- [WRITTEN TASK 1]: Identify every line in the listing that contains the word "tank", and copy each of those lines.

- [DOCUMENT TEXT]:

_ _ _ _ _ _ _

Food Glorious Food: making the most of my loss

18 Aug
Food Glorious Food! Photo by Jess B.

Food Glorious Food! Photo by Jess B.

I am pleased to report that the waves of treacle have subsided slightly and I am feeling better than I was earlier in the week. THANK GOD. Not quite back to my ‘usual’ level of pain and fatigue but slowly getting there. I plan on doing a post about what caused this latest flare of little miss ME/CFS (other than the fact that she’s just plain mean) when I thought I’d done everything right to prevent precisely that kind of post-holiday flare but for now I thought I’d distract myself by posting about something I love.

One of the hardest things about having ME/CFS, okay perhaps not one of the HARDEST, but certainly a hard thing for me, is not having the energy to cook. I really miss not being able to cook, bake and basically play in the kitchen.

I LOVE food. And when I say LOVE, I really mean LOVE! If I had to choose between Mr B and food….arrgh it’s like Sophie’s Choice! (Of course I’d choose you honey 😉 )

Just a few food mags from my vast collection! Photo by Jess B.

Just a few food mags from my vast collection! Photo by Jess B.

Even though I can’t cook much thanks to ME/CFS, that doesn’t stop me from indulging my passion for it in other ways. My coffee table is overflowing with well-thumbed foodie mags and the majority of books on our bookshelves, it wouldn’t be an exaggeration to say, are recipe books. And then there’s food blogs…oh my, what a wonderful world the internet is. Literally I can be lost for hours perusing latest posts (here are some of my current faves – Oh She Glows, Veg Hot Pot, The Intolerant Gourmet.) Isn’t it lucky than I have hours to spend on such a low energy activity. Maybe the world is nice after all.

What I think Mr B and Dad hear us chatting about! Photo source Morgue File User HotBlack

What I think Mr B and Dad hear us chatting about! Photo source Morgue File User HotBlack

If I’m not reading about food then there’s a good bet I’ll be watching a cooking show on TV or chatting with my Mum or sister about it.

My family are visiting this weekend and I suggested that as my ‘activity’ for the weekend we take a trip en famille to Whole Foods so I can stock up on all the health foods that ME/CFS dictates I eat. I asked my sister if she minded if that was how we spent some of her last weekend in the UK until Xmas (she flies back to Philadelphia on Tuesday, don’t get me started sobbing about that…), Lou’s reply was, ‘it’s a supermarket, full of food, of course I want to go, I love supermarkets!’ We are from the same Mother after all! I think my poor Dad and Mr B may wish we’d just shut up a lot of the time (tho that may not just be down to the topic of our conversation…)

Food is in my blood. My Mum loves food and is a wonderful cook. In her 20s she became a ‘brown rice lentil raving veggie’ (my Dad’s words not mine as that description could apply to me too) and has never lost her love of pulses, beans and legumes.  We were brought up on good whole grain, home made, healthy food. Oh and a good dose of homemade cake too! Though we did eat meat we still ate some veggie meals. Mum had to let her veggie side go when she met my Dad in her early 30s, he believed that if he didn’t eat meat 3 times a day he’d die (or something to that effect!).

_ _ _ _ _ _ _

Excerpts of location labeling data

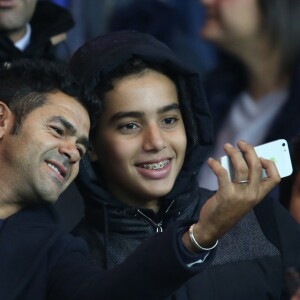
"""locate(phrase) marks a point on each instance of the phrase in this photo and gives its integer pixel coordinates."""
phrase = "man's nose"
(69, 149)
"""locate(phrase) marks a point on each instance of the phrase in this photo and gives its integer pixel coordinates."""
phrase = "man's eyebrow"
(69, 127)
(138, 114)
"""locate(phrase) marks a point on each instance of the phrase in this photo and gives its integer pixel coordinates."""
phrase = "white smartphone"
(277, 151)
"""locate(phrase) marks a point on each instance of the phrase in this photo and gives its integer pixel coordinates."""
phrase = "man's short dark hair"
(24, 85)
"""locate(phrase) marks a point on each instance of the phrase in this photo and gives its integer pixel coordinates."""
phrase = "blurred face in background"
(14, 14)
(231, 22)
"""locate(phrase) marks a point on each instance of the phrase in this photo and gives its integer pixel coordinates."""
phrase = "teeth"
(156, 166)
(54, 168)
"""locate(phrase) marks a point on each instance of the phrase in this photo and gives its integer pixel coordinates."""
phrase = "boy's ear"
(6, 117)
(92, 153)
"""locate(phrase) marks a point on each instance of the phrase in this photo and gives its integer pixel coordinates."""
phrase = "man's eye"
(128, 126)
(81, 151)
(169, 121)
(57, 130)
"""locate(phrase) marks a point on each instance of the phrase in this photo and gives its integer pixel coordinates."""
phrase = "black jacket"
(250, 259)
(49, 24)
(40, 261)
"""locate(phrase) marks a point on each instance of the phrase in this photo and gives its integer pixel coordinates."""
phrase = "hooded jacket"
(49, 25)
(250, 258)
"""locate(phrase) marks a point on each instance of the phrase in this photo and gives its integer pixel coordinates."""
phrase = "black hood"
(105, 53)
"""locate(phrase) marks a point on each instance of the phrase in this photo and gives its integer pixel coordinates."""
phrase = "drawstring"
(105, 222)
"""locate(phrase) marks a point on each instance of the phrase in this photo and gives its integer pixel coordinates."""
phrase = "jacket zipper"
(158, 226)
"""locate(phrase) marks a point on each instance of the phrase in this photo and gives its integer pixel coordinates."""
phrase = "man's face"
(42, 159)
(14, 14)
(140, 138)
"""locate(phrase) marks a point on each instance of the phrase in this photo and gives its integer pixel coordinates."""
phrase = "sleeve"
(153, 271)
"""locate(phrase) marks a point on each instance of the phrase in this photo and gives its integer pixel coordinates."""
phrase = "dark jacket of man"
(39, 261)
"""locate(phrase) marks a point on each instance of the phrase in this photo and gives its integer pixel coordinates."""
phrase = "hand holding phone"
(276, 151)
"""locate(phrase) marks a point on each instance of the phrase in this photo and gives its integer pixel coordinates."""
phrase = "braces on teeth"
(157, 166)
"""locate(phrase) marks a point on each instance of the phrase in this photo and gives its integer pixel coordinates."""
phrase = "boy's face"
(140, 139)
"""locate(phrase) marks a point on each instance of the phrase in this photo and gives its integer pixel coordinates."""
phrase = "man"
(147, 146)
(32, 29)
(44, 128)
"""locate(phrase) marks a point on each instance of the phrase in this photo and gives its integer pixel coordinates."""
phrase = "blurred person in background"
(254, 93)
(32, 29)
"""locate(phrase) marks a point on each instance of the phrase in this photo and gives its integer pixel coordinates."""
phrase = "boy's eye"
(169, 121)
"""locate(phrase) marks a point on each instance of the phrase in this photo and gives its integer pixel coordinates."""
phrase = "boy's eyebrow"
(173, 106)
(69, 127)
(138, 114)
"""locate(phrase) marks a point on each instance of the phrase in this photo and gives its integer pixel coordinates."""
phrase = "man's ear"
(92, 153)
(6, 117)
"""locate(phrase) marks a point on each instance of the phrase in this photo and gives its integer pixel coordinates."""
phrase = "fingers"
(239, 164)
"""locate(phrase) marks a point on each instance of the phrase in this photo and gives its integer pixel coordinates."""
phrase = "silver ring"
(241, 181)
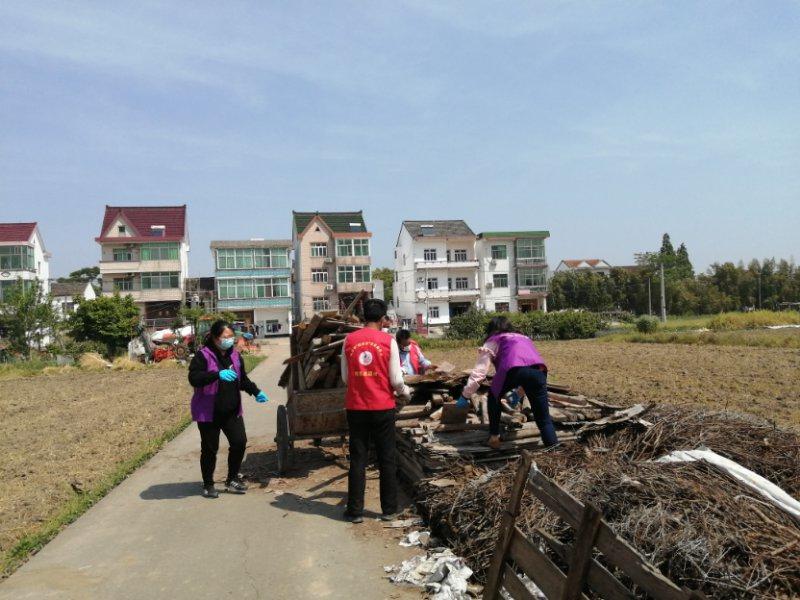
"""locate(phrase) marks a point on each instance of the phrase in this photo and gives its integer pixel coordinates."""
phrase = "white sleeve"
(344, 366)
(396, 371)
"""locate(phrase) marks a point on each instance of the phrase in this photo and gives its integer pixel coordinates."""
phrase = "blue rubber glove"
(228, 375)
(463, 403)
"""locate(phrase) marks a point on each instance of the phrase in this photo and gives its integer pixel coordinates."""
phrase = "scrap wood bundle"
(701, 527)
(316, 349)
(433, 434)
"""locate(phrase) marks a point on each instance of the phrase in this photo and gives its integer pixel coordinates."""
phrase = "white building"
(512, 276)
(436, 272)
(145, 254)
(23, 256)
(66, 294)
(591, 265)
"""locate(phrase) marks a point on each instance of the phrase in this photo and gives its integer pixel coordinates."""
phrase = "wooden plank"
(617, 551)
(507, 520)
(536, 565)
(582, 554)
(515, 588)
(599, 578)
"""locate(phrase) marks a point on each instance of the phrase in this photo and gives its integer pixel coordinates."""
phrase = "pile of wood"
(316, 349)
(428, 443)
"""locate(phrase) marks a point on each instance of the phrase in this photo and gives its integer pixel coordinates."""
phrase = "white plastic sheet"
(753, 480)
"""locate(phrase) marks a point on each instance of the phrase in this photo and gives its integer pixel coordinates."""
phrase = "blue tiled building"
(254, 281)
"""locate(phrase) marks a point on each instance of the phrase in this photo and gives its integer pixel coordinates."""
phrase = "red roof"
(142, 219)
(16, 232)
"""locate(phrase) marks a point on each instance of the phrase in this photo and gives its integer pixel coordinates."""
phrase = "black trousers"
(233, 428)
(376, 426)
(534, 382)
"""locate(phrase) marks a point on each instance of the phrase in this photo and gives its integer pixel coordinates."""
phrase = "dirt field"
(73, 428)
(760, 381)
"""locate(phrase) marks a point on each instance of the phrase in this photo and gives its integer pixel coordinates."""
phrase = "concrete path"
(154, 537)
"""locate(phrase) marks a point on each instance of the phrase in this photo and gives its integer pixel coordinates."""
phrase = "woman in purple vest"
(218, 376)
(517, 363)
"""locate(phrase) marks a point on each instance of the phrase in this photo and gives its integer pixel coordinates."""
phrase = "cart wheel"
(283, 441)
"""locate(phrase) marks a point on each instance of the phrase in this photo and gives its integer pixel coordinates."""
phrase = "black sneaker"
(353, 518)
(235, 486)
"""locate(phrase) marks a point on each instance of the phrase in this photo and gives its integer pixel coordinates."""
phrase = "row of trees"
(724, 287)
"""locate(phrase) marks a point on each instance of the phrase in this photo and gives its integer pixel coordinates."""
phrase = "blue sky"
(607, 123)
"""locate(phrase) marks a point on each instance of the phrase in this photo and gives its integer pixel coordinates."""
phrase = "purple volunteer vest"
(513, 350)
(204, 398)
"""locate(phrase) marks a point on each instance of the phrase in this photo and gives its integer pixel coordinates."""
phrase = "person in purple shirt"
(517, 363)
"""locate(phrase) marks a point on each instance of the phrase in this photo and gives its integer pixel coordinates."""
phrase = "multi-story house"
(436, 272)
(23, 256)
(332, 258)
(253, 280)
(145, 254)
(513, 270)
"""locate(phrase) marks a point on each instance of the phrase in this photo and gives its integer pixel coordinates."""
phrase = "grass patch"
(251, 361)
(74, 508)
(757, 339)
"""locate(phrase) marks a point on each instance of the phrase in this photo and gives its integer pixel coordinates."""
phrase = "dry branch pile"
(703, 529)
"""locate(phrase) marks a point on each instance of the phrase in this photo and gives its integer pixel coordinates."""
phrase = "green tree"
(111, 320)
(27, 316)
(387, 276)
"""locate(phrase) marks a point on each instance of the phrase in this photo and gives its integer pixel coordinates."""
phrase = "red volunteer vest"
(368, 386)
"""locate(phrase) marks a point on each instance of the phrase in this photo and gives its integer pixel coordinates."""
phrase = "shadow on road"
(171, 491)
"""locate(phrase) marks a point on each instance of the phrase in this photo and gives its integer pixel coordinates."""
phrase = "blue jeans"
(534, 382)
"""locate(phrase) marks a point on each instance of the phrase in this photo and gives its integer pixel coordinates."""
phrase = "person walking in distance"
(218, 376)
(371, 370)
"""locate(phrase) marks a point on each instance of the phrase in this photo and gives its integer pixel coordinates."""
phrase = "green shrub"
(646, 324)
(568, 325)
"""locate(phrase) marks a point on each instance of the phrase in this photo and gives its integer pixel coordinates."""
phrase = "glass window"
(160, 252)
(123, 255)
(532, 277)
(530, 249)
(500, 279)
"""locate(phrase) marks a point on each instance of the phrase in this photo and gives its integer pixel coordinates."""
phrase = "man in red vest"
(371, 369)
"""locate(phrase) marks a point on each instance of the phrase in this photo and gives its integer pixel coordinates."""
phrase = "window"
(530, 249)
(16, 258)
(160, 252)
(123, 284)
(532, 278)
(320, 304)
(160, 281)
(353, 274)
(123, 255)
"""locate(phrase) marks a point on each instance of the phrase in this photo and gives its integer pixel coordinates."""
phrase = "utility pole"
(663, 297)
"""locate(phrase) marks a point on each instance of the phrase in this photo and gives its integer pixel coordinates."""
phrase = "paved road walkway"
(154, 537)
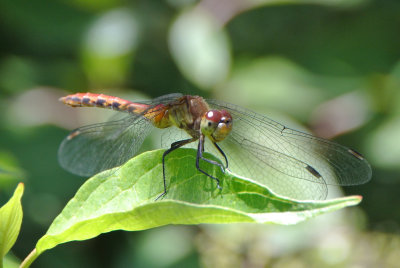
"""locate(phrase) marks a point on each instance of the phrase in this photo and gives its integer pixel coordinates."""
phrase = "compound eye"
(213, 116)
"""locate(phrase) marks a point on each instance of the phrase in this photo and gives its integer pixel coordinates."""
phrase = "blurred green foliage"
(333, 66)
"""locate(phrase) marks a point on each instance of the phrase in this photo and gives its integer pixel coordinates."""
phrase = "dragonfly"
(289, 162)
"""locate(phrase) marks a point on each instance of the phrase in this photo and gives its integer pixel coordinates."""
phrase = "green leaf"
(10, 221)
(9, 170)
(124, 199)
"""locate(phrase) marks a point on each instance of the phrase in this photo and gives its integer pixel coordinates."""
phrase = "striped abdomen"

_ _ _ _ _ _ _

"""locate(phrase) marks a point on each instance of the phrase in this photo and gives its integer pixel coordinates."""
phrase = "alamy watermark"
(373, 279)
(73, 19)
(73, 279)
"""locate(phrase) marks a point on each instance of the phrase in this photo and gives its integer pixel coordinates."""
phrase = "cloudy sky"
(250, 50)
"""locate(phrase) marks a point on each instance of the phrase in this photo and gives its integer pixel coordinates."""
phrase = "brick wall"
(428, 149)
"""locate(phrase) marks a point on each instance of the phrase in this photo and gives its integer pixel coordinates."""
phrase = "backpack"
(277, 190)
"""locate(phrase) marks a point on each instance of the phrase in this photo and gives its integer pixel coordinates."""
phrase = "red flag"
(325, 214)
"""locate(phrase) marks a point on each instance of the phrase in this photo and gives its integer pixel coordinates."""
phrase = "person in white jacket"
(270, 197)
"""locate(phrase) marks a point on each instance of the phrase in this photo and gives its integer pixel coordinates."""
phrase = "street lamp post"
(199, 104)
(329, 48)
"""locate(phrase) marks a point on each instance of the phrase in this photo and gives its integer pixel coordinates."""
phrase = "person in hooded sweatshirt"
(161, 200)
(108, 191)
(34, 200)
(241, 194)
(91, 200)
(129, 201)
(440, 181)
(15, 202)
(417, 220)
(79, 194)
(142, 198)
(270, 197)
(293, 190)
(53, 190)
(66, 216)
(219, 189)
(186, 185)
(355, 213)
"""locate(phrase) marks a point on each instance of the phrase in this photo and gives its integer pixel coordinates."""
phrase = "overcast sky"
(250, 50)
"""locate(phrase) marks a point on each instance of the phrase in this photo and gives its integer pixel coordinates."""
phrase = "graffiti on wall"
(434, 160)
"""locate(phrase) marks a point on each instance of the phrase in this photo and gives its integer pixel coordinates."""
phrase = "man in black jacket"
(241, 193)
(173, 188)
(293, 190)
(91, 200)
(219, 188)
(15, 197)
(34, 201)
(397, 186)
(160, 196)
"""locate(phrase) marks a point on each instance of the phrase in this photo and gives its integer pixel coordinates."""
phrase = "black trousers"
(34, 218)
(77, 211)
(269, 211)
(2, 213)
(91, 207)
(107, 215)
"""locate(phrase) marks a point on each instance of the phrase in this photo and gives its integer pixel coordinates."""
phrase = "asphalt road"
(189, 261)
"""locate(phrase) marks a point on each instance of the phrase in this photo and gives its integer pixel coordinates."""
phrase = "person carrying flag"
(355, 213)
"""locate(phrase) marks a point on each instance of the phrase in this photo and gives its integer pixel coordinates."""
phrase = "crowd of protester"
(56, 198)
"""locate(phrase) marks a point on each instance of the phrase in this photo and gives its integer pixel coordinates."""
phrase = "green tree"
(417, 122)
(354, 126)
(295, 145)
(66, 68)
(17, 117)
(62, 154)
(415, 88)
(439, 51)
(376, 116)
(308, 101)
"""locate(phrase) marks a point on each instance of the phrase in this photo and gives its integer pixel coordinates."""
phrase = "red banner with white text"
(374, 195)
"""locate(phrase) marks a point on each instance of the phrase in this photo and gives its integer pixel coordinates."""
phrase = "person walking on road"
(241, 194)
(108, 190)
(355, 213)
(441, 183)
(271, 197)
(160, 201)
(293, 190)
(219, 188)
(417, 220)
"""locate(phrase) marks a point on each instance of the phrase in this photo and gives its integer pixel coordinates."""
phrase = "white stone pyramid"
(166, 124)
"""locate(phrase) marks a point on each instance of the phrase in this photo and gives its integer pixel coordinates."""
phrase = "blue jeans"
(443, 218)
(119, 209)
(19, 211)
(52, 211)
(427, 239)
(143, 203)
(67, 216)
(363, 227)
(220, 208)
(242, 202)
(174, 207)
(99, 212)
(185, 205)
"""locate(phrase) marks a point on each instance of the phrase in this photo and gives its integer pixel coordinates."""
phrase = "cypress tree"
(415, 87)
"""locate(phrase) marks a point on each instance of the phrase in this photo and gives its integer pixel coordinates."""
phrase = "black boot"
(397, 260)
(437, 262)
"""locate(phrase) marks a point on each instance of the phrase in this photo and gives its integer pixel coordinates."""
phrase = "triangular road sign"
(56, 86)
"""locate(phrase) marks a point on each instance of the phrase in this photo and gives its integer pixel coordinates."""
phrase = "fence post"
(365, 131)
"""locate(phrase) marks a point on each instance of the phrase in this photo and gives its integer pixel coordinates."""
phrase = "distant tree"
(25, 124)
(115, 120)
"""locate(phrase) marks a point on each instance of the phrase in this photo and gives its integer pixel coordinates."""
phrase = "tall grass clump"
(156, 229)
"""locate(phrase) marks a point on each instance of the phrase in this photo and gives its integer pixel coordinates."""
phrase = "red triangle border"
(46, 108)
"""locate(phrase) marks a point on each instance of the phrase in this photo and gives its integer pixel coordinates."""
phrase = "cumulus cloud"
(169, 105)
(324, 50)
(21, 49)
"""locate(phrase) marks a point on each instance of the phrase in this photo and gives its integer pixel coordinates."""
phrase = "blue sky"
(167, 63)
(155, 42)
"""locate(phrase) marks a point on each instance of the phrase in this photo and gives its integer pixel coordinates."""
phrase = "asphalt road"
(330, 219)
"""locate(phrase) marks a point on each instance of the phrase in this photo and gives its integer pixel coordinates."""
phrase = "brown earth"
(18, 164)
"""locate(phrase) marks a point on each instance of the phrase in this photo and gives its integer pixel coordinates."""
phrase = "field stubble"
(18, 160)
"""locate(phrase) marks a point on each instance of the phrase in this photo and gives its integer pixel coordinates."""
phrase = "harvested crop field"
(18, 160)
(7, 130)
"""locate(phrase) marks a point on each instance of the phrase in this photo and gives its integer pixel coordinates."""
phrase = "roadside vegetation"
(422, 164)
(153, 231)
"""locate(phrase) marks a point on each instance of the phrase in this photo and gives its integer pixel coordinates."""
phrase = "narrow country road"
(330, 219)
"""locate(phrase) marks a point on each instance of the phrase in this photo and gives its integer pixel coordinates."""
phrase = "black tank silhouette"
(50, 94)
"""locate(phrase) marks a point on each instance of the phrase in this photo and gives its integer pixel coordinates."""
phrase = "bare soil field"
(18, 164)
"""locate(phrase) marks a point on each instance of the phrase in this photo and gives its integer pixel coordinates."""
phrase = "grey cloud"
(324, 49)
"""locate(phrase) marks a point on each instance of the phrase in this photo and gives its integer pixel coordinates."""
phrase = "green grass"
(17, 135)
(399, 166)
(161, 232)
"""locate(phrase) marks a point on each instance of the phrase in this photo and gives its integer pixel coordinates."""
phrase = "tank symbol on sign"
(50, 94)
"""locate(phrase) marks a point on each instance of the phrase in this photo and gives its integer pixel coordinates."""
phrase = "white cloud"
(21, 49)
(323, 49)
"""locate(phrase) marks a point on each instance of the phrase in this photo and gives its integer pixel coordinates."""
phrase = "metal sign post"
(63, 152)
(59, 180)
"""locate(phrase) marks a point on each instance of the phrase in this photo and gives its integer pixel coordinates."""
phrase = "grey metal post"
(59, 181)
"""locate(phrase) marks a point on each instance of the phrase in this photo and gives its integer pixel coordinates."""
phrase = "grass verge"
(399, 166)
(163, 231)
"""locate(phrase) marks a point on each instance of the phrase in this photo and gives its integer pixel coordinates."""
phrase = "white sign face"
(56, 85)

_ _ _ _ _ _ _

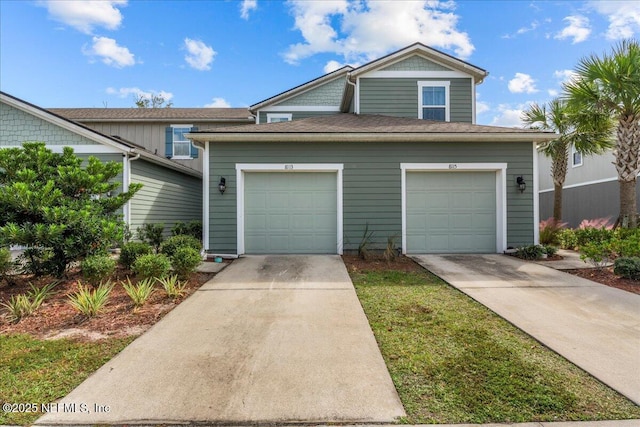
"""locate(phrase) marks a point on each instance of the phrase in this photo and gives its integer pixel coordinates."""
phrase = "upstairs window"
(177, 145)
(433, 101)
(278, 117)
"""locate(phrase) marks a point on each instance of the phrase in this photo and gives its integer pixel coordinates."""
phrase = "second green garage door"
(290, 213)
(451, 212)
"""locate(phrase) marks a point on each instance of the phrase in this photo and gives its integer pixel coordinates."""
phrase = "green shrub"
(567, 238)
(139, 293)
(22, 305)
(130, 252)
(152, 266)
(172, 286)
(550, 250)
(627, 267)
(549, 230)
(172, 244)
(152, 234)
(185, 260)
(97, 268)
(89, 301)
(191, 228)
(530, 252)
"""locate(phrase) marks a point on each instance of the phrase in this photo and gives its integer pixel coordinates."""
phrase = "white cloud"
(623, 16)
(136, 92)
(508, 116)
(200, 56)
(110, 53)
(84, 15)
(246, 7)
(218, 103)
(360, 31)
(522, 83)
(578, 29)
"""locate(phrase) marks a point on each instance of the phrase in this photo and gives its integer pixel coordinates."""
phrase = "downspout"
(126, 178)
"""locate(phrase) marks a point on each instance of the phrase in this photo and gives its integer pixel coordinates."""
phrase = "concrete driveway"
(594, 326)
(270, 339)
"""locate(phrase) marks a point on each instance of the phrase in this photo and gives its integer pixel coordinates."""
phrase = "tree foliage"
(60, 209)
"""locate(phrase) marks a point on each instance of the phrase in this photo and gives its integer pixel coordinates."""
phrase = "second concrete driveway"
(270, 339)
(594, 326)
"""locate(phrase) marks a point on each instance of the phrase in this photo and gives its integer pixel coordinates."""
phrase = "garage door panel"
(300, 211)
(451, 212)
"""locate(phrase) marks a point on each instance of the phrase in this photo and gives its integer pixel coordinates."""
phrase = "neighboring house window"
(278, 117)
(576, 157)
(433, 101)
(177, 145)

_ _ _ _ _ _ _

- [WRITTEN TASK 2]: In the food blog post, which city does the writer's sister fly back to on Tuesday?

- [RIGHT ANSWER 1]:
phrase = "black tank silhouette"
phrase = "tank symbol on sign"

- [RIGHT ANSWER 2]: Philadelphia